- _Exercise objective_: Reproduce only the lines from the line containing "Note to the class: point to the examination" to the end of the entries below, including both of those lines.

+++ Information given +++

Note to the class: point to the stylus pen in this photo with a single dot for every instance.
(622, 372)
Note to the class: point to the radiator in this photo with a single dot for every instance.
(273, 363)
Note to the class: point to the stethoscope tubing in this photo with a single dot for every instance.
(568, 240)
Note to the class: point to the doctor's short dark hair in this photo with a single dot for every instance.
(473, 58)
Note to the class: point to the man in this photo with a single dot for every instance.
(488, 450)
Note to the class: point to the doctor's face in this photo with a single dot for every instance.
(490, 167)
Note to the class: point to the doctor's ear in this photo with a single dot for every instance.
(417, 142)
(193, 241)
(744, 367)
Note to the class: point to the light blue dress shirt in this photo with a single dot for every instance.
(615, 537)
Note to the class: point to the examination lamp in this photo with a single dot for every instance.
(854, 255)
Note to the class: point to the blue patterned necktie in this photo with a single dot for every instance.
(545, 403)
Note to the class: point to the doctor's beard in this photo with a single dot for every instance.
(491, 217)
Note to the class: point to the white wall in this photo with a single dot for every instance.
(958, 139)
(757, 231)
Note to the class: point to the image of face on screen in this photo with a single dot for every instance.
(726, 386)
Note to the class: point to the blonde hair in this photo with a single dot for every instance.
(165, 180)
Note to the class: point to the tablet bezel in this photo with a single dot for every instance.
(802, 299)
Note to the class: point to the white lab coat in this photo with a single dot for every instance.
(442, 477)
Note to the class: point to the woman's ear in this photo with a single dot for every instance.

+++

- _Response for this exercise_:
Note to the class: point to the examination lamp in this photo with a single dot for every instance.
(854, 255)
Note to the class: point to the blue patterned necktie in this photo with a single dot for every instance.
(545, 403)
Note to the class: point to the doctor's beard in this photo with a single dot for every instance.
(491, 217)
Note to the class: point to the white wall in this photo with a single dot for every instance.
(958, 139)
(757, 231)
Note to the class: point to the image of face on screen in this photo with a single dot for every instance.
(726, 386)
Note to the class: point to the blonde hair in this photo with a single dot for every instance.
(165, 180)
Note to the class: point to the tablet bezel in this photo with a single dot for every instance.
(802, 299)
Note to the class: point to the white lab coat in this photo with a single dot for every instance.
(442, 477)
Note to the class: point to the woman's ear in this photo with a single dot for every instance.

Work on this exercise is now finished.